### Excerto selecionado
Como é que os profissionais de RH podem contribuir para a cultura organizacional?
Os profissionais de RH são parceiros absolutamente vitais em todas as fases do trabalho cultural. Como já referi, não só têm conhecimentos sobre as pessoas, como também identificam a melhor forma de incorporar os comportamentos em toda a experiência do colaborador.
Sabem muito, desde os tipos de perguntas que são feitas durante o processo de recrutamento, à experiência de integração, passando pela programação da aprendizagem e do desenvolvimento e pelo modo como o desempenho é avaliado. Os profissionais de RH estão, também, preparados para alinhar as recompensas e o reconhecimento, de modo a refletirem os comportamentos culturais. comportamentos.
Que KPI estão associados a uma boa cultura organizacional?
Voltando à ideia de que a cultura deve estar ao serviço dos resultados empresariais e do envolvimento dos colaboradores, os KPI que mostram a cultura como um fator de apoio aos objetivos empresariais, e uma das principais razões pelas quais os colaboradores se sentem empenhados no trabalho, são os que me parecem mais importantes.
Por exemplo, para saber se as estratégias empresariais conduzem a resultados positivos, os profissionais de comunicação podem perguntar aos empregados: “Em que medida o comportamento X contribuiu para o seu sucesso?”.
Ou: “Qual o comportamento que teve maior influência no seu sucesso e porquê?”; ou ”Qual foi o comportamento cultural que melhorou mais a forma como se sente em relação à empresa?” Naturalmente, se os objetivos não forem alcançados, as perguntas relacionadas com a cultura são, igualmente, úteis para descobrir oportunidades de a mesma se redefinir.
Para além disso, a comparação das pontuações do envolvimento dos colaboradores ao longo de um determinado período é um excelente barómetro, juntamente com o feedback de inquéritos ascendentes sobre a liderança. A chave é garantir que existe algum tipo de benchmarking para saber até que ponto os resultados são significativos.
Que práticas de RH no Spotify e na Mastercard contribuem mais para criar uma boa cultura organizacional?
Lembro-me de quando a CHRO (Chief Human Resources Officer) da Spotify me entrevistou para o meu cargo. Começou por dizer algo do género: “Se és o tipo de pessoa que fica feliz por vir para uma mesa que não está posta e ajudar a pô-la, então, este é o lugar para ti e espero que venhas. Mas, se precisas de uma mesa perfeitamente posta, provavelmente este não é o lugar onde serás feliz”.
Isto diz muito da cultura do Spotify, de um “caos controlado”. Não esperas pelas condições ideais, ou por toda a informação que gostarias de ter antes de agir. Se o fizeres, perdeste uma oportunidade, ou deixaste que a tentativa de atingir a perfeição atrasasse o progresso. É melhor ter um raciocínio sólido e avançar na direção na qual acreditas ser a certa e ajustares, à medida que avanças. Esta cultura permite que a inovação floresça e os colaboradores se sintam à vontade para correr riscos.
“É melhor ter um raciocínio sólido e avançar na direção na qual acreditas ser a certa e ajustares, à medida que avanças.”

### Material fornecido
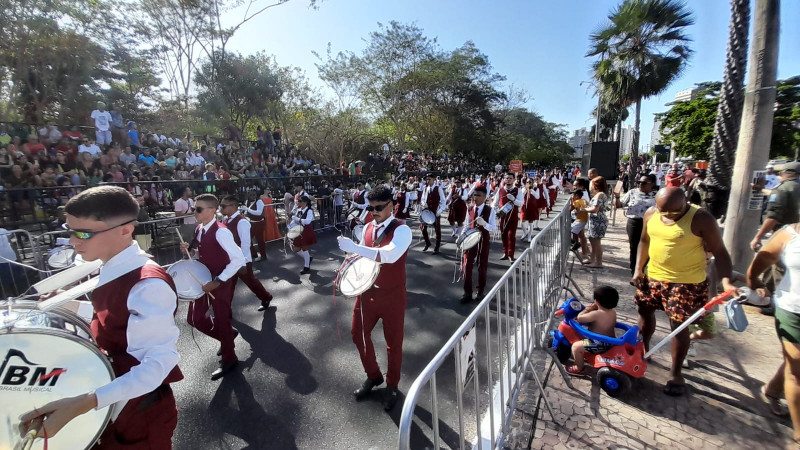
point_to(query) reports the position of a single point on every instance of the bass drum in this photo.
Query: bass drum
(47, 356)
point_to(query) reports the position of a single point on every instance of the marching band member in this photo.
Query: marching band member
(217, 251)
(133, 321)
(401, 202)
(433, 198)
(258, 226)
(304, 216)
(508, 193)
(480, 216)
(386, 240)
(240, 228)
(458, 206)
(529, 213)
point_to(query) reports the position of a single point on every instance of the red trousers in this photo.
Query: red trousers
(480, 251)
(220, 327)
(254, 284)
(388, 305)
(438, 229)
(508, 232)
(257, 230)
(145, 423)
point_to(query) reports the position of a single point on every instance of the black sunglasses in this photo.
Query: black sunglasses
(378, 208)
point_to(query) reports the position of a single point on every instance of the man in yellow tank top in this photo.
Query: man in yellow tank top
(673, 244)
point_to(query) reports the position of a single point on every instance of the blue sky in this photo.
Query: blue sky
(538, 45)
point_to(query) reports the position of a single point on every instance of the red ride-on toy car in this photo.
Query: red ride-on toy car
(616, 366)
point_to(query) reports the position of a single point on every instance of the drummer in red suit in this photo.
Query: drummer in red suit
(401, 202)
(386, 240)
(457, 196)
(218, 251)
(240, 228)
(305, 217)
(508, 193)
(433, 199)
(480, 216)
(132, 320)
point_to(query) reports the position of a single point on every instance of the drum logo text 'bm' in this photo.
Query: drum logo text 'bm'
(29, 373)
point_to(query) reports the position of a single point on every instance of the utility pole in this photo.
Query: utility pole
(752, 151)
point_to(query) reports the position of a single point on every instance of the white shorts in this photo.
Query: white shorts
(103, 137)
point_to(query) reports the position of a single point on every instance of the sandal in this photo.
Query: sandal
(573, 370)
(775, 405)
(674, 389)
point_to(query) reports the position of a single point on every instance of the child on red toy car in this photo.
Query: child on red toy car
(600, 318)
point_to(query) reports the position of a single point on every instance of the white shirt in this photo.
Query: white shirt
(102, 119)
(93, 149)
(185, 208)
(235, 254)
(243, 228)
(151, 332)
(394, 250)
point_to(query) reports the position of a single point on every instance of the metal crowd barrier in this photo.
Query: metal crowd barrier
(472, 384)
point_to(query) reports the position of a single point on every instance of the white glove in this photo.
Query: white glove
(346, 244)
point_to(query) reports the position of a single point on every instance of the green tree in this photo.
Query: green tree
(690, 125)
(239, 90)
(643, 49)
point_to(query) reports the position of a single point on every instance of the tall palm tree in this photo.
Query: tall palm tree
(716, 187)
(644, 48)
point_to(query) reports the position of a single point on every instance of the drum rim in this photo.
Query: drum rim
(89, 344)
(348, 262)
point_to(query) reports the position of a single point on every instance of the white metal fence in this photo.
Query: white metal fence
(465, 397)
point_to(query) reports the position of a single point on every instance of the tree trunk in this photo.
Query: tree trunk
(752, 153)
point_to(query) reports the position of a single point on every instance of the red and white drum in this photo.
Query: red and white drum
(47, 356)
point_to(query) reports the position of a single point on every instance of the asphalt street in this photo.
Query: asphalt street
(298, 365)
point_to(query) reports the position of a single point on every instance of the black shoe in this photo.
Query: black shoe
(389, 398)
(223, 369)
(367, 386)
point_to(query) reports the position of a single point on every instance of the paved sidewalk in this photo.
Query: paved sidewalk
(722, 408)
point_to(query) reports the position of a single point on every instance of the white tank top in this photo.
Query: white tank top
(787, 296)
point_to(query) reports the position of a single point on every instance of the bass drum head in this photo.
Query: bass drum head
(357, 275)
(40, 366)
(428, 217)
(61, 257)
(294, 231)
(186, 274)
(470, 240)
(358, 233)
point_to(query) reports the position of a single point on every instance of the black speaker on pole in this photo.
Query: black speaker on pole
(603, 156)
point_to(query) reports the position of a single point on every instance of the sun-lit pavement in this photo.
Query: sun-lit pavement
(722, 408)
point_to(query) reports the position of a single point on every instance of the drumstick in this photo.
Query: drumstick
(183, 242)
(201, 284)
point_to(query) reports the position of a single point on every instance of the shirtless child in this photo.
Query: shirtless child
(601, 319)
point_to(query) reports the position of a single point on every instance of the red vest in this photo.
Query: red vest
(433, 198)
(392, 275)
(110, 320)
(233, 225)
(212, 255)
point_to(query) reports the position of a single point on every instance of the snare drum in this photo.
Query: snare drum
(294, 231)
(61, 257)
(427, 217)
(356, 275)
(189, 277)
(47, 356)
(468, 239)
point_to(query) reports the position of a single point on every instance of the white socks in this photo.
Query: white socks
(306, 257)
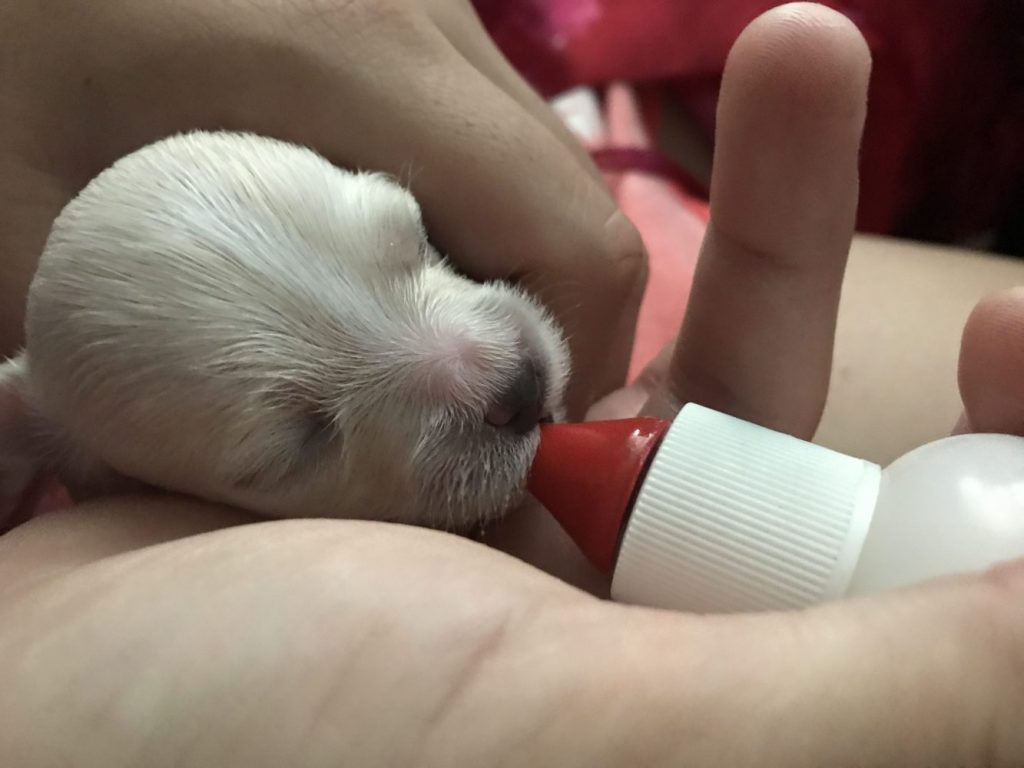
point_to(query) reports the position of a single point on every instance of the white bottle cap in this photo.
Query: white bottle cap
(735, 517)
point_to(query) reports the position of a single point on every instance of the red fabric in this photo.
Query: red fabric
(944, 142)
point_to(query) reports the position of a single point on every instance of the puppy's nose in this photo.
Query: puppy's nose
(520, 407)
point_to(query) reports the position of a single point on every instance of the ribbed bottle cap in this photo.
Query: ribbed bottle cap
(735, 517)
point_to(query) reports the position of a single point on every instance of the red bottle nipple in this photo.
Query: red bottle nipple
(588, 474)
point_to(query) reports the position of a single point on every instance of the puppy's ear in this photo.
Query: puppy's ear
(20, 461)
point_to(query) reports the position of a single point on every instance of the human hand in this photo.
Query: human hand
(413, 88)
(159, 632)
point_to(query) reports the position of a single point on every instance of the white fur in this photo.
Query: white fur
(235, 317)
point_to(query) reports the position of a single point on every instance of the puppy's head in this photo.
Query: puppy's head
(232, 316)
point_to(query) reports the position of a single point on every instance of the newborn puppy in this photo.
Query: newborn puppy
(233, 317)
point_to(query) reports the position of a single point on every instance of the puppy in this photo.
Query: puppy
(233, 317)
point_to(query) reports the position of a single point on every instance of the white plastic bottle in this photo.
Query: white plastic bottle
(714, 514)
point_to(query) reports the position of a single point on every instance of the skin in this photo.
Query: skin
(158, 631)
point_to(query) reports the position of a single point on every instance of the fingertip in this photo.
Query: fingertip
(825, 52)
(991, 364)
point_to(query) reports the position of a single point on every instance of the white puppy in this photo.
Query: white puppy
(233, 317)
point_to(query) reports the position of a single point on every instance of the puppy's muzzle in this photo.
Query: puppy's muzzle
(520, 408)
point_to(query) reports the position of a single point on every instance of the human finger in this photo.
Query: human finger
(758, 336)
(991, 365)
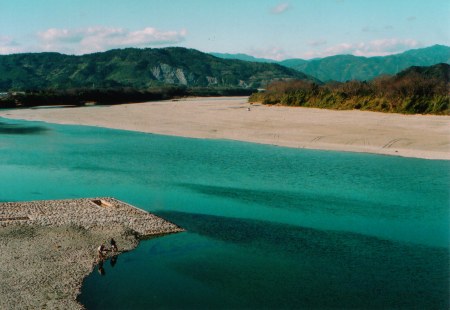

### O que fazer
Substitua "mesa" por "bancada" no segmento do excerto sobre cultura organizacional que vai de "Lembro-me de quando" até "para correr riscos.", e transcreva esse segmento já alterado. O material não tem qualquer papel neste exercício.

### Resposta ao exercício
Lembro-me de quando a CHRO (Chief Human Resources Officer) da Spotify me entrevistou para o meu cargo. Começou por dizer algo do género: “Se és o tipo de pessoa que fica feliz por vir para uma bancada que não está posta e ajudar a pô-la, então, este é o lugar para ti e espero que venhas. Mas, se precisas de uma bancada perfeitamente posta, provavelmente este não é o lugar onde serás feliz”.
Isto diz muito da cultura do Spotify, de um “caos controlado”. Não esperas pelas condições ideais, ou por toda a informação que gostarias de ter antes de agir. Se o fizeres, perdeste uma oportunidade, ou deixaste que a tentativa de atingir a perfeição atrasasse o progresso. É melhor ter um raciocínio sólido e avançar na direção na qual acreditas ser a certa e ajustares, à medida que avanças. Esta cultura permite que a inovação floresça e os colaboradores se sintam à vontade para correr riscos.